**Short exercise**
In the blog post below about the pole-plant snap pivot, what kind of turn should you be able to do before trying it?

**Excerpt**

______

BeachSurf Photos Click Here!

Some new links: I'll be running these banner ads for advertisers who are supporting the site. Check 'em out- especially The Ryde, they're running some pretty funny tee-shirts.



Monday, July 21, 2008

How To: Pole-plant snap pivot... what?

Got a request from Anonymous: "hey ho: could you offer up a little how-to tutorial on your pole-plant snap pivot? when i try it, i always end up flat on my ass in the water, but when i've seen it done correctly, it looks great. but ... i just can't figure it out. care to weigh in?"

Alright Anonymous, I'll do my best. To do this turn you should be able to wrap a standard, non-paddle assisted cutback. I'll explain why this is important later but for now, if you can't get your board into a cutback on legs, torso and shoulder power alone, you should take a time-out and work that out.

Photo: The end of a snap-pivot turn. Notice that the paddle is to the inside of the turn? This comes from planting the blade and arcing away from it. Once the blade's reached the inside of the curve, the weight transfer can happen which frees the fins up for a big slash.

______

**Source data**
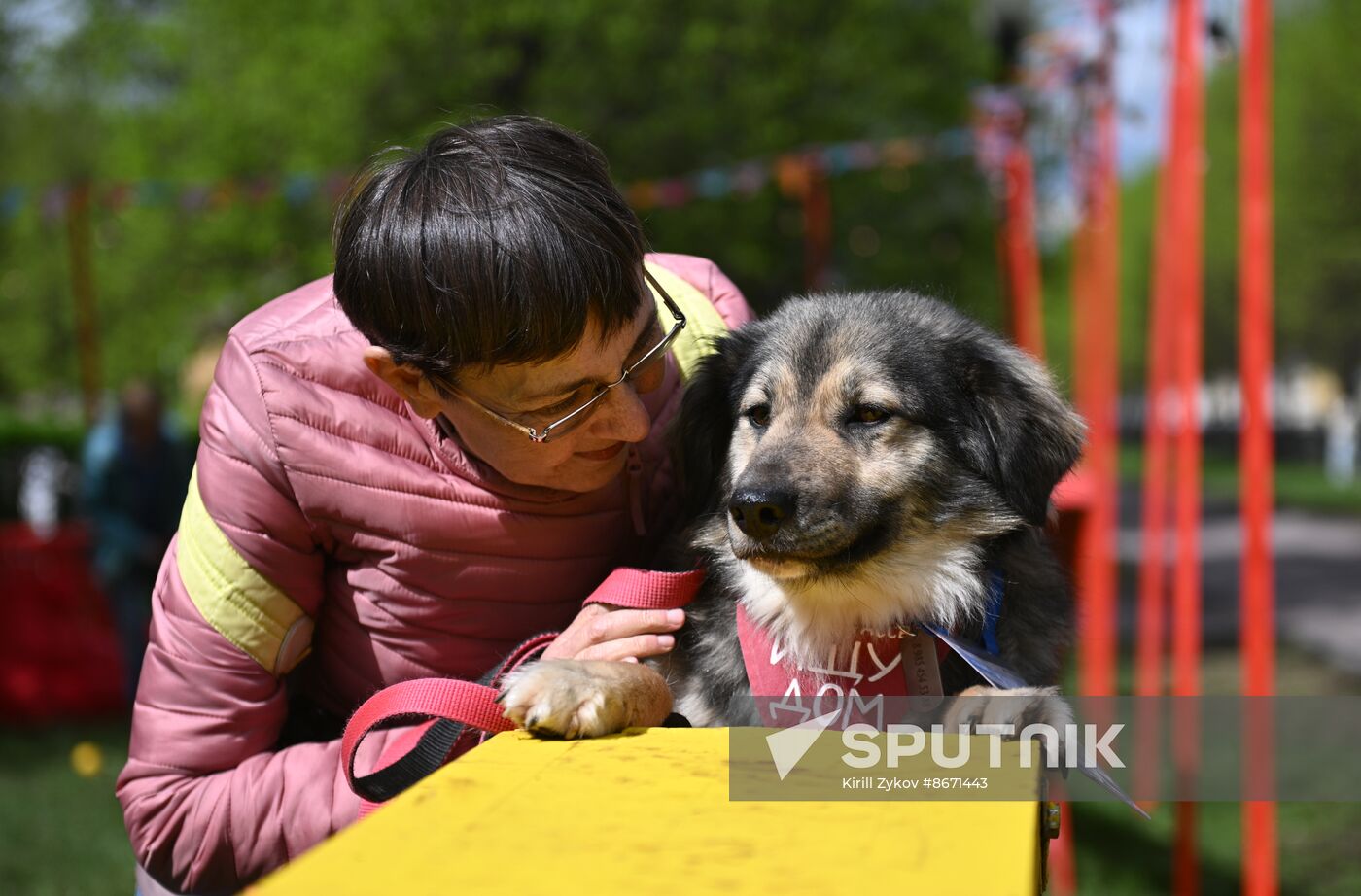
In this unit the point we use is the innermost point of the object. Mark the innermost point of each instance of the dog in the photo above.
(855, 461)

______

**Result for this exercise**
A standard, non-paddle assisted cutback.